## Directions for this task
In every row below, replace "One point per instance" with "A single point per instance" and leave everything else unchanged.

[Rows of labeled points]
::::
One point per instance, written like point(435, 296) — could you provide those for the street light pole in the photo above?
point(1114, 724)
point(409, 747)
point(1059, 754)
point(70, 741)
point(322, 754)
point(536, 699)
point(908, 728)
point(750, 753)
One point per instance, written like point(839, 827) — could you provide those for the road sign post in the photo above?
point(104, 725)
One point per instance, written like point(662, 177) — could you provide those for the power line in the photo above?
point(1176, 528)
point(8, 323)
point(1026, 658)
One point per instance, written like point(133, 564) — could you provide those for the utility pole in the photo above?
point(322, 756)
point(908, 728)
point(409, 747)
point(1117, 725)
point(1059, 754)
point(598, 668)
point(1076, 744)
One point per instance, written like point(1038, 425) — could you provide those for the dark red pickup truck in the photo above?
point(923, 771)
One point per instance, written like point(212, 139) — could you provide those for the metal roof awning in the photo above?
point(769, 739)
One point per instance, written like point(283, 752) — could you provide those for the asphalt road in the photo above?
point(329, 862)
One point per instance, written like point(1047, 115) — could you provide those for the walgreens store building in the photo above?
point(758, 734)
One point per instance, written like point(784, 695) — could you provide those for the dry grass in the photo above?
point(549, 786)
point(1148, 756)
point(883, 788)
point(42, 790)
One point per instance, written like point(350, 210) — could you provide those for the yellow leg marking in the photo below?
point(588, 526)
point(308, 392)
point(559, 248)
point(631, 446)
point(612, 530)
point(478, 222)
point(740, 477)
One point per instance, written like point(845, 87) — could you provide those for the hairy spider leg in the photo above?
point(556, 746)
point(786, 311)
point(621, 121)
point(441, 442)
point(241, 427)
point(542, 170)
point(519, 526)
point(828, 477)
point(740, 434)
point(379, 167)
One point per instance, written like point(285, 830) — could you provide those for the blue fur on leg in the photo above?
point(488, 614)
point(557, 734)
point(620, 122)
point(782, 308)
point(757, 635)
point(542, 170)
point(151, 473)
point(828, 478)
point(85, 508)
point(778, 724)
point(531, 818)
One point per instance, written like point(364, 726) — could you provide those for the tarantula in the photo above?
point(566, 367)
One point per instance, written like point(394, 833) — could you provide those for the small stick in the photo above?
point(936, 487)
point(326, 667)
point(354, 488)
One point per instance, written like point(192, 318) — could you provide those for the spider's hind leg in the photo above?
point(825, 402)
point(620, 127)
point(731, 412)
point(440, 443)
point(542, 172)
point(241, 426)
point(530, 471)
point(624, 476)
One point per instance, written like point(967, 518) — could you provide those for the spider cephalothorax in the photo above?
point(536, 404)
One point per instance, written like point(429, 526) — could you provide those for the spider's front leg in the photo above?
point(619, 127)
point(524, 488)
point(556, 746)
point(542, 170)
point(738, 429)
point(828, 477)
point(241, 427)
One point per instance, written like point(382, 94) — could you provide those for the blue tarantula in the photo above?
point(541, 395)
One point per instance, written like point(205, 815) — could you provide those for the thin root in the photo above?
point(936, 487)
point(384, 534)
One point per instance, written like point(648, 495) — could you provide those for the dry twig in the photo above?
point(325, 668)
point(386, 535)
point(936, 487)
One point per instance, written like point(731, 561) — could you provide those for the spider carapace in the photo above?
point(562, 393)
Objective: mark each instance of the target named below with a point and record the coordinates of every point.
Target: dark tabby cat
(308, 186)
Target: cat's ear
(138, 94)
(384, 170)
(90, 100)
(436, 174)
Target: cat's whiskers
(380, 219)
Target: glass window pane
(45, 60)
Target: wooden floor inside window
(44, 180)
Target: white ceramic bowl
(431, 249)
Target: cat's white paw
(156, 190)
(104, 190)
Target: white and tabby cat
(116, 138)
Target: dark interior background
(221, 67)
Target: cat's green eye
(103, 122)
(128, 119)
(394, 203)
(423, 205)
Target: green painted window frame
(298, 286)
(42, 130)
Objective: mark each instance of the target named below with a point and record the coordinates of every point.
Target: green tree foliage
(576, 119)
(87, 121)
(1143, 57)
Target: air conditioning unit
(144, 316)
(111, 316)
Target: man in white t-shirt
::::
## The solution
A single point per instance, written like point(435, 296) — could you provide those for the street light pole in the photo above?
point(1114, 724)
point(409, 747)
point(1059, 754)
point(70, 741)
point(322, 754)
point(536, 699)
point(908, 728)
point(750, 753)
A single point per instance, written like point(839, 827) — could you provide those for the road sign post in the photo above?
point(104, 725)
A single point per instance, written like point(662, 177) — could you provide those for the power line in the photo above?
point(1176, 528)
point(8, 323)
point(1026, 658)
A single point per instance, written like point(133, 564) — could you provide those for the utility pole in the photo above?
point(322, 756)
point(908, 728)
point(409, 747)
point(1117, 725)
point(1059, 754)
point(598, 668)
point(1076, 744)
A single point per instance, written like point(1038, 425) — could you provide those for the dark red pickup truck in the photo above?
point(923, 771)
A single point per instance, written like point(212, 139) — could you provide those for the metal roof awning in the photo above?
point(769, 739)
A single point per instance, written like point(283, 752) — could you provide those for the asphalt road in the photo above?
point(329, 862)
A single point per instance, written like point(1047, 115) — could you provide those for the walgreens store building in the photo above?
point(758, 734)
A single point per instance, written like point(784, 695) — could you provide those for the dry grass in the photo above?
point(549, 786)
point(1148, 756)
point(883, 788)
point(42, 790)
A single point per instance, written like point(350, 210) — could you provide those for the yellow leg marking in the photo below?
point(588, 526)
point(308, 392)
point(559, 248)
point(631, 446)
point(612, 530)
point(478, 222)
point(740, 477)
A single point per instance, written like point(845, 87) — could you provide those for the hairy spider leg in the photo above?
point(556, 746)
point(786, 311)
point(621, 121)
point(441, 442)
point(241, 427)
point(542, 170)
point(519, 526)
point(828, 477)
point(740, 434)
point(379, 167)
A single point per instance, written like point(285, 830) — could you provide those for the blue fur on leg in the photo above?
point(488, 614)
point(557, 734)
point(620, 122)
point(782, 308)
point(757, 635)
point(542, 170)
point(151, 473)
point(828, 478)
point(85, 508)
point(778, 724)
point(531, 818)
A single point per instance, written like point(364, 726) — could you provide those for the tarantula in the photo above?
point(566, 367)
A single point per instance, written like point(394, 833) — could you provide those for the small stick in the photo above?
point(936, 487)
point(326, 667)
point(354, 488)
A single point per instance, written like point(192, 318) — could you provide those for the spider's hind leg in the photo above?
point(825, 402)
point(620, 127)
point(731, 412)
point(440, 443)
point(542, 172)
point(241, 426)
point(530, 471)
point(624, 476)
A single point per instance, written like point(967, 518) — could you provide those for the spider cephalothorax in the photo above?
point(536, 404)
A single point per instance, written like point(429, 526) — could you provide those for the spider's front leg in the photo above?
point(619, 127)
point(524, 488)
point(556, 746)
point(542, 170)
point(738, 429)
point(828, 477)
point(241, 427)
A single point per instance, written like point(382, 94) — could you provide those for the blue tarantula in the photo above?
point(541, 395)
A single point per instance, written like point(205, 815) — could you provide those for the thin root in the photo above?
point(936, 487)
point(384, 534)
A single point per instance, written like point(648, 495) — could you provide those for the dry twig in the photo above?
point(325, 668)
point(386, 535)
point(936, 487)
A single point per instance, written like point(731, 561) — could you provide those for the spider carapace in the photo above?
point(562, 393)
Objective: mark each instance of the target named below with a point and record the coordinates of every point.
Target: dark tabby cat
(308, 186)
Target: cat's ear
(138, 94)
(384, 170)
(90, 100)
(436, 174)
Target: cat's whiskers
(380, 219)
Target: glass window pane
(45, 60)
Target: wooden floor inside window
(44, 180)
Target: white ceramic bowl
(431, 249)
Target: cat's white paw
(156, 190)
(104, 190)
Target: white and tabby cat
(116, 138)
Target: dark interior background
(221, 67)
Target: cat's green eye
(103, 122)
(128, 119)
(394, 203)
(423, 205)
Target: green painted window frame
(298, 286)
(42, 130)
Objective: mark each instance of the target named below with a point and record the coordinates of every point.
Target: green tree foliage
(576, 119)
(87, 121)
(1143, 57)
Target: air conditioning unit
(144, 316)
(111, 316)
Target: man in white t-shirt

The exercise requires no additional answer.